(Annotated coordinate records)
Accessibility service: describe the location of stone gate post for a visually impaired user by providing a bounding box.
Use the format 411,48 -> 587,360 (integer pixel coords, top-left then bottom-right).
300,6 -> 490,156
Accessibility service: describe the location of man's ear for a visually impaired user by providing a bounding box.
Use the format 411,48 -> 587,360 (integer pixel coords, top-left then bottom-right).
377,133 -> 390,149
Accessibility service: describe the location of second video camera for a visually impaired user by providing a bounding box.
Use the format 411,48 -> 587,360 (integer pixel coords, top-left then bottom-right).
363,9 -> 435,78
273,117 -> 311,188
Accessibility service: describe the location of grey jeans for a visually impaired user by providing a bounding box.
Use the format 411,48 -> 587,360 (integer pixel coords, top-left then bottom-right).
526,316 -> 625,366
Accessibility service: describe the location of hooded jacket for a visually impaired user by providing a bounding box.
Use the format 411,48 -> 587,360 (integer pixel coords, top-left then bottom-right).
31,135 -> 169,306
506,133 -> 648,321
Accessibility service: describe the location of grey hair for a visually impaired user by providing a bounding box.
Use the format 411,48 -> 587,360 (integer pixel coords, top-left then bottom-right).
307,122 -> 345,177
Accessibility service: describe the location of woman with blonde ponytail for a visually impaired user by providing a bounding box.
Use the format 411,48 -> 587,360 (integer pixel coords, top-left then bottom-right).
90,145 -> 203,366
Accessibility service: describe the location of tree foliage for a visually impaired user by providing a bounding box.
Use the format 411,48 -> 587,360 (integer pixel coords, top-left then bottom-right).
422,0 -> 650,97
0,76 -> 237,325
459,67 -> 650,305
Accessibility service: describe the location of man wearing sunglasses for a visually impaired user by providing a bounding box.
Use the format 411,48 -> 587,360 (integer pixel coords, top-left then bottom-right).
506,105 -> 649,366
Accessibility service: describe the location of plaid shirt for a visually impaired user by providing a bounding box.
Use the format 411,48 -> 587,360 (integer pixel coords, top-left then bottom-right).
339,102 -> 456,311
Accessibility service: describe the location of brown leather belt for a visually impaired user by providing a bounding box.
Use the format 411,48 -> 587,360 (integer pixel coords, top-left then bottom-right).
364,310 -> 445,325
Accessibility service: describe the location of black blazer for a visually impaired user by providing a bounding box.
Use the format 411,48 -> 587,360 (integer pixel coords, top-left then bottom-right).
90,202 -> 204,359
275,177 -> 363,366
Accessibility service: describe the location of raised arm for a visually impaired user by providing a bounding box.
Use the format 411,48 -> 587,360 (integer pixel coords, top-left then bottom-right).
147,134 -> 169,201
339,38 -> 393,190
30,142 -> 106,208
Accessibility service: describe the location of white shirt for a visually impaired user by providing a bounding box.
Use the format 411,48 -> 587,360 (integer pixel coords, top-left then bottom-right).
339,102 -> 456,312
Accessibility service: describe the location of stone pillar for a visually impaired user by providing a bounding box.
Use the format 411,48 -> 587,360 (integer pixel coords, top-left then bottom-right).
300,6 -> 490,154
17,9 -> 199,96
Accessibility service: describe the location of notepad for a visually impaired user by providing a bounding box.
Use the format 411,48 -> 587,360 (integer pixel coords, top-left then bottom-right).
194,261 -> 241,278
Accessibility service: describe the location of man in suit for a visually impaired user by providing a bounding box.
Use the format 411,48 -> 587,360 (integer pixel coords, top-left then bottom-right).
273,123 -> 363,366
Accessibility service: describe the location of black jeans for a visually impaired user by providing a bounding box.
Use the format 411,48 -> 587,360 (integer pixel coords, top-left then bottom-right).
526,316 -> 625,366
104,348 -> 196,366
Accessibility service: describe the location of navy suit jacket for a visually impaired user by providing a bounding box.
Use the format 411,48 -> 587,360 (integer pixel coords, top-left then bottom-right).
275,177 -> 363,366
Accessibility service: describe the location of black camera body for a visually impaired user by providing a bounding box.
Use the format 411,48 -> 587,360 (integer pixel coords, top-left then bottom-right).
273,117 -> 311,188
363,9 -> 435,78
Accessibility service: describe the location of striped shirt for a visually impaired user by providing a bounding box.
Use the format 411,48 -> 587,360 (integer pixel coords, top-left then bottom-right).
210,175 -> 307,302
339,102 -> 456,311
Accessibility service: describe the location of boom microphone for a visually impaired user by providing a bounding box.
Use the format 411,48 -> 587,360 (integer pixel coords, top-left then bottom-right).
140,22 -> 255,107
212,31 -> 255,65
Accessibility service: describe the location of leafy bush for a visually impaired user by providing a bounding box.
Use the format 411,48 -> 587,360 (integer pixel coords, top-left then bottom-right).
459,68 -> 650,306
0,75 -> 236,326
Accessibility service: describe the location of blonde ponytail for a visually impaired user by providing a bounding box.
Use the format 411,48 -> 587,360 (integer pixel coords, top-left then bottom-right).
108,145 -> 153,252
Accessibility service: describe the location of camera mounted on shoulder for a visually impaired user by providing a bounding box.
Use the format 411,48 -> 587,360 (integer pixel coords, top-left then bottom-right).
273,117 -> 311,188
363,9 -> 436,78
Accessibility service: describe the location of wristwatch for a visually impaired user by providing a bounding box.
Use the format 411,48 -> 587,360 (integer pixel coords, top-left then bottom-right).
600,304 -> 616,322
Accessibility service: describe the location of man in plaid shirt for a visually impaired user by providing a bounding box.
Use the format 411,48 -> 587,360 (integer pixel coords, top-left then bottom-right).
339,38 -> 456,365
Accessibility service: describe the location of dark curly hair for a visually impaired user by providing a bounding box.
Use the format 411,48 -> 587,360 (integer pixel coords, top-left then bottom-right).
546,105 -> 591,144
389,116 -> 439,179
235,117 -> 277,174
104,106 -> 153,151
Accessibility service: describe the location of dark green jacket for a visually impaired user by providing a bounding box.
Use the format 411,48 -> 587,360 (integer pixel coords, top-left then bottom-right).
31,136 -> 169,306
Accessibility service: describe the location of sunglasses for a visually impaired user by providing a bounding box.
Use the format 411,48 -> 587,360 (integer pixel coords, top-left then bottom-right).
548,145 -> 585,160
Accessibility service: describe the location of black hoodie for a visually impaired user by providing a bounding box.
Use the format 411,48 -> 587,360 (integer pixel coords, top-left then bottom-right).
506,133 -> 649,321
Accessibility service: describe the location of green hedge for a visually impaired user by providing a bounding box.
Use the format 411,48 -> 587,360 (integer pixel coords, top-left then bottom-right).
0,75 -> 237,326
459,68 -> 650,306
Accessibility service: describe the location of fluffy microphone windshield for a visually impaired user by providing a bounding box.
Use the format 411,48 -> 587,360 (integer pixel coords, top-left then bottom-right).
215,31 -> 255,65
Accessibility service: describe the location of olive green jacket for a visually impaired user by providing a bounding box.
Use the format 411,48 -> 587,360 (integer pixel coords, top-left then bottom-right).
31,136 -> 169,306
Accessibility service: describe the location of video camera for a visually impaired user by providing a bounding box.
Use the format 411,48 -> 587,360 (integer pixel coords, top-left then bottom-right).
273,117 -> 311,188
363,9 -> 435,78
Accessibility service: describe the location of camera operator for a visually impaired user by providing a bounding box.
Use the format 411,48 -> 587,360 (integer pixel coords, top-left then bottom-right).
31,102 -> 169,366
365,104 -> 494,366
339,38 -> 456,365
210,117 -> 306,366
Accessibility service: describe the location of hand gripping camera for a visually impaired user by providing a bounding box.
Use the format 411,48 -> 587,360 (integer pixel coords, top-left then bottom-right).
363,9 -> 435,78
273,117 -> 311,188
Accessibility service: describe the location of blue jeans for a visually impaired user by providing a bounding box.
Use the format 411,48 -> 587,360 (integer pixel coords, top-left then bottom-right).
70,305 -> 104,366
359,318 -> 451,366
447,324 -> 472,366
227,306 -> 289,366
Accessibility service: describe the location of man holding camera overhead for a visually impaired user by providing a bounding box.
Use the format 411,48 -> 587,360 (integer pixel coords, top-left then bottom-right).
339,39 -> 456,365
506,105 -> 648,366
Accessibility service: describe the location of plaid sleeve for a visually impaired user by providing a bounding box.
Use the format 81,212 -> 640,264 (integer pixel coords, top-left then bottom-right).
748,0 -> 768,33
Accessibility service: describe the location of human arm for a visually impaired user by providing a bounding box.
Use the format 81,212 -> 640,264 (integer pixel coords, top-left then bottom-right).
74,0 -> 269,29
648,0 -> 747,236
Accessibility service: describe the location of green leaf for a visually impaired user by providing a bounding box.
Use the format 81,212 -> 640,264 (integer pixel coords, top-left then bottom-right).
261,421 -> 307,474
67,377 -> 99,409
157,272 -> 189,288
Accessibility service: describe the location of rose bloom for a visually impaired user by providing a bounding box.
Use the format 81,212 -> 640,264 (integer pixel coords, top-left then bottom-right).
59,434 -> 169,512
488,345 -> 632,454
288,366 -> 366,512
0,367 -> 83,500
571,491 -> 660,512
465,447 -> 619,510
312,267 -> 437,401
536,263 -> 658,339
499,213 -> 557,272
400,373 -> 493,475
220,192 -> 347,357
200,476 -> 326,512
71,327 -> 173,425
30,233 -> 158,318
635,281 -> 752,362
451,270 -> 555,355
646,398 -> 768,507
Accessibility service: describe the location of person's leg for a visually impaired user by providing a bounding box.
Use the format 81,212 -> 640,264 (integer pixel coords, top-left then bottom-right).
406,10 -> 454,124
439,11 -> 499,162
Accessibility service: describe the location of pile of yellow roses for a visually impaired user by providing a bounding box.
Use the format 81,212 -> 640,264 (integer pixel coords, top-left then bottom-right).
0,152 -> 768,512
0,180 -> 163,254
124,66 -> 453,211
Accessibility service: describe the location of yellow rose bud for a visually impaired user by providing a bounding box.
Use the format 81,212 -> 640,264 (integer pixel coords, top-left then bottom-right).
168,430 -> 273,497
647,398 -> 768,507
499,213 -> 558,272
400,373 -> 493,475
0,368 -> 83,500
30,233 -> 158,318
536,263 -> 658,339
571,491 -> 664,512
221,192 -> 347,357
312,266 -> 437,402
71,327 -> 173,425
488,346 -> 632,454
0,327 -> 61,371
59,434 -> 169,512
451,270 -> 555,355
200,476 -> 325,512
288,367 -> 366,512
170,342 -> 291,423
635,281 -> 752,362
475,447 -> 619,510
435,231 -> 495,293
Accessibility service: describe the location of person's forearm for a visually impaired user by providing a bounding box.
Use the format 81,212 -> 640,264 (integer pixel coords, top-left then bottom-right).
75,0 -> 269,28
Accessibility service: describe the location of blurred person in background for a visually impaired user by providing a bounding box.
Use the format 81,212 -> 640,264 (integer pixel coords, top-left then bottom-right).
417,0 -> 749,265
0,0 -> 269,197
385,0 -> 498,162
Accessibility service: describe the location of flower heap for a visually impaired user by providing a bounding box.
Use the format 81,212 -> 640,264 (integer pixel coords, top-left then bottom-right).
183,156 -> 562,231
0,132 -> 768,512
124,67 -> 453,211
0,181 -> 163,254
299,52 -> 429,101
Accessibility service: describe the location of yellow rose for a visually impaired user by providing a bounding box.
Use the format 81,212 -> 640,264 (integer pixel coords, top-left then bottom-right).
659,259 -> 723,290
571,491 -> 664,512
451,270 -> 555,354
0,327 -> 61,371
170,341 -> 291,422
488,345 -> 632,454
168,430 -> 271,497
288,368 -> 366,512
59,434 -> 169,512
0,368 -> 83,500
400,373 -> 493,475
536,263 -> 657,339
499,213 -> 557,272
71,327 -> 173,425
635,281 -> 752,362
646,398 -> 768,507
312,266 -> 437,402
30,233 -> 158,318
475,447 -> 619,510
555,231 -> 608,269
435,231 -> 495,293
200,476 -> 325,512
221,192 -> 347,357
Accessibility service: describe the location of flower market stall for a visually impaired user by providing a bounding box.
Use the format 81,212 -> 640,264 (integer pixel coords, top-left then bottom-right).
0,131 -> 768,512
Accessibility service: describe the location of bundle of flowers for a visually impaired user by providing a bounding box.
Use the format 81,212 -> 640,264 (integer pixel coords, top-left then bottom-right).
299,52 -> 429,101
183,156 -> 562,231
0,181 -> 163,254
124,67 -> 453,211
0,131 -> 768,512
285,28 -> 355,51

— Required task —
Please retype the records from the start through the line containing "300,6 -> 490,156", including that line.

— Full output —
Accessibility service: describe the location of stone gate post for a visually impaired user by providing a bounding box.
Use the format 411,48 -> 587,360 (integer pixel coords, top-left then bottom-right).
300,6 -> 490,156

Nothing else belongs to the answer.